OBJECTIVE - Without the pictures, output the records below word for word.

DATASET RECORDS -

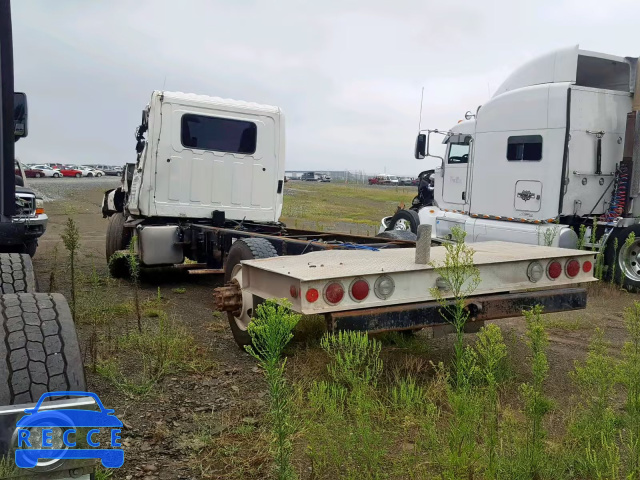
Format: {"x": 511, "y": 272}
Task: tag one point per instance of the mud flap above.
{"x": 112, "y": 202}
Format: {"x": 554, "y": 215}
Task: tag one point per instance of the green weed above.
{"x": 271, "y": 331}
{"x": 536, "y": 404}
{"x": 461, "y": 278}
{"x": 594, "y": 430}
{"x": 629, "y": 375}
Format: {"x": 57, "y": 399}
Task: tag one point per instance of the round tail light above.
{"x": 359, "y": 289}
{"x": 572, "y": 268}
{"x": 535, "y": 270}
{"x": 312, "y": 295}
{"x": 333, "y": 293}
{"x": 384, "y": 287}
{"x": 554, "y": 270}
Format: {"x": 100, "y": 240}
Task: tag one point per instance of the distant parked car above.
{"x": 48, "y": 171}
{"x": 85, "y": 171}
{"x": 71, "y": 172}
{"x": 112, "y": 171}
{"x": 93, "y": 172}
{"x": 384, "y": 179}
{"x": 407, "y": 181}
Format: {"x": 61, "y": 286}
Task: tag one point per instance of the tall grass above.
{"x": 461, "y": 278}
{"x": 71, "y": 239}
{"x": 271, "y": 331}
{"x": 629, "y": 375}
{"x": 536, "y": 404}
{"x": 594, "y": 429}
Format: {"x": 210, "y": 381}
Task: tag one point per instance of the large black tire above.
{"x": 16, "y": 271}
{"x": 39, "y": 349}
{"x": 625, "y": 259}
{"x": 245, "y": 249}
{"x": 118, "y": 238}
{"x": 31, "y": 247}
{"x": 404, "y": 220}
{"x": 398, "y": 235}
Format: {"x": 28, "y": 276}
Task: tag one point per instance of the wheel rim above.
{"x": 629, "y": 260}
{"x": 402, "y": 225}
{"x": 244, "y": 319}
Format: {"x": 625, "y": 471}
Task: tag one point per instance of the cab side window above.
{"x": 218, "y": 134}
{"x": 458, "y": 153}
{"x": 524, "y": 147}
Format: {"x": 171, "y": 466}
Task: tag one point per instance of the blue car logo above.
{"x": 68, "y": 434}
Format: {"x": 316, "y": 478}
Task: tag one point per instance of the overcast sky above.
{"x": 347, "y": 74}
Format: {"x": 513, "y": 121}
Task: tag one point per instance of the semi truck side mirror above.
{"x": 421, "y": 146}
{"x": 20, "y": 115}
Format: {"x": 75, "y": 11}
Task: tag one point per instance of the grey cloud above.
{"x": 348, "y": 74}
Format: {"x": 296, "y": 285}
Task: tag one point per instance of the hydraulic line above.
{"x": 618, "y": 194}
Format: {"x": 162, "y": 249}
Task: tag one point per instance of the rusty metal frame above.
{"x": 488, "y": 307}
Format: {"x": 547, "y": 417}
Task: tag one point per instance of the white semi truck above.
{"x": 207, "y": 185}
{"x": 553, "y": 153}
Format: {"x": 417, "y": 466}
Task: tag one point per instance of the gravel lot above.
{"x": 52, "y": 189}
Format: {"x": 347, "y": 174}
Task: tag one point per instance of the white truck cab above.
{"x": 206, "y": 153}
{"x": 553, "y": 149}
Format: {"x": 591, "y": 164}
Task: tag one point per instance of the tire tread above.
{"x": 38, "y": 346}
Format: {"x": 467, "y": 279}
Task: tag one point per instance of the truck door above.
{"x": 216, "y": 160}
{"x": 454, "y": 185}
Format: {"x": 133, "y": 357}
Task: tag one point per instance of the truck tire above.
{"x": 245, "y": 249}
{"x": 31, "y": 247}
{"x": 404, "y": 220}
{"x": 626, "y": 259}
{"x": 39, "y": 349}
{"x": 17, "y": 274}
{"x": 398, "y": 235}
{"x": 118, "y": 238}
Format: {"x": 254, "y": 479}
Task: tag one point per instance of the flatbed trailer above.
{"x": 379, "y": 290}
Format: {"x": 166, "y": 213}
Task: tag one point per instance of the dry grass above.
{"x": 330, "y": 205}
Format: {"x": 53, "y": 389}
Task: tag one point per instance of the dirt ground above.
{"x": 232, "y": 392}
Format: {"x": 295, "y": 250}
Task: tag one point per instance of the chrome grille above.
{"x": 25, "y": 205}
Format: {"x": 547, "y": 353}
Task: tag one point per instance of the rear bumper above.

TASK OUTPUT -
Format: {"x": 511, "y": 272}
Task: tag one point per instance of the mud flap above.
{"x": 112, "y": 202}
Format: {"x": 554, "y": 215}
Task: tag one point per instance of the green weed above.
{"x": 271, "y": 331}
{"x": 536, "y": 404}
{"x": 461, "y": 278}
{"x": 594, "y": 430}
{"x": 629, "y": 375}
Format: {"x": 57, "y": 399}
Task: tag one point per instance of the round tail light above.
{"x": 359, "y": 289}
{"x": 572, "y": 268}
{"x": 535, "y": 270}
{"x": 312, "y": 295}
{"x": 333, "y": 293}
{"x": 384, "y": 287}
{"x": 554, "y": 270}
Format: {"x": 100, "y": 240}
Task: tag one point per instance of the distant parked car above.
{"x": 48, "y": 171}
{"x": 85, "y": 171}
{"x": 71, "y": 172}
{"x": 112, "y": 171}
{"x": 93, "y": 172}
{"x": 384, "y": 179}
{"x": 407, "y": 181}
Format: {"x": 61, "y": 286}
Task: tag one point per instance of the tall grass above.
{"x": 461, "y": 278}
{"x": 71, "y": 239}
{"x": 271, "y": 331}
{"x": 629, "y": 375}
{"x": 536, "y": 404}
{"x": 594, "y": 429}
Format: {"x": 210, "y": 381}
Task: tag one point per instance of the large black tire above.
{"x": 16, "y": 271}
{"x": 39, "y": 349}
{"x": 625, "y": 259}
{"x": 245, "y": 249}
{"x": 118, "y": 238}
{"x": 31, "y": 247}
{"x": 404, "y": 220}
{"x": 398, "y": 235}
Format: {"x": 28, "y": 276}
Task: tag one point per instance of the wheel rim above.
{"x": 629, "y": 260}
{"x": 402, "y": 225}
{"x": 244, "y": 319}
Format: {"x": 625, "y": 471}
Task: tag one point per instance of the cab side window above.
{"x": 218, "y": 134}
{"x": 458, "y": 153}
{"x": 524, "y": 147}
Format: {"x": 171, "y": 466}
Task: tag one point per instance of the blue car logo above.
{"x": 68, "y": 434}
Format: {"x": 316, "y": 478}
Task: tag one point per instance of the overcast sky above.
{"x": 347, "y": 74}
Format: {"x": 513, "y": 121}
Task: tag one point per instance of the semi truck side mirror above.
{"x": 421, "y": 146}
{"x": 20, "y": 115}
Format: {"x": 75, "y": 11}
Task: tag one point per instance of the grey cloud above.
{"x": 348, "y": 74}
Format: {"x": 296, "y": 285}
Task: tag one point per instance of the hydraulic line above.
{"x": 618, "y": 194}
Format: {"x": 162, "y": 249}
Task: tag one point per instance of the rusty metal frame above.
{"x": 488, "y": 307}
Format: {"x": 547, "y": 417}
Task: tag one point per instance of the white semi truck above.
{"x": 207, "y": 185}
{"x": 553, "y": 153}
Format: {"x": 417, "y": 466}
Task: tag one point per instance of the gravel lot above.
{"x": 52, "y": 189}
Format: {"x": 347, "y": 174}
Task: tag one point per instance of the white truck cab above.
{"x": 206, "y": 153}
{"x": 553, "y": 149}
Format: {"x": 591, "y": 164}
Task: tag one point per instance of the tire tread above.
{"x": 38, "y": 346}
Format: {"x": 467, "y": 279}
Task: tag one point per instance of the truck door above.
{"x": 216, "y": 160}
{"x": 454, "y": 185}
Format: {"x": 133, "y": 357}
Task: tag one point per instance of the truck tire above.
{"x": 245, "y": 249}
{"x": 31, "y": 247}
{"x": 404, "y": 220}
{"x": 626, "y": 259}
{"x": 39, "y": 349}
{"x": 17, "y": 274}
{"x": 398, "y": 235}
{"x": 118, "y": 238}
Format: {"x": 254, "y": 479}
Task: tag one point per instance of the flatbed trailer above.
{"x": 379, "y": 290}
Format: {"x": 166, "y": 213}
Task: tag one point per instance of the dry grass above.
{"x": 330, "y": 205}
Format: {"x": 53, "y": 389}
Task: tag one point per instance of the dirt ground above.
{"x": 232, "y": 392}
Format: {"x": 295, "y": 250}
Task: tag one point per instance of the chrome grille above.
{"x": 25, "y": 205}
Format: {"x": 547, "y": 353}
Task: tag one point per instance of the rear bumper above.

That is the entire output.